EXERCISE DESCRIPTION: Reproduce each line exactly.

SUPPLIED DATA:
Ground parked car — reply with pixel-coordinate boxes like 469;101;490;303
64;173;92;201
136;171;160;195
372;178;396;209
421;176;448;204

RESULT OF THE EXERCISE:
Ground parked car — reply with pixel-coordinate boxes like 469;101;490;303
64;173;92;201
136;171;160;195
372;178;396;209
421;176;448;204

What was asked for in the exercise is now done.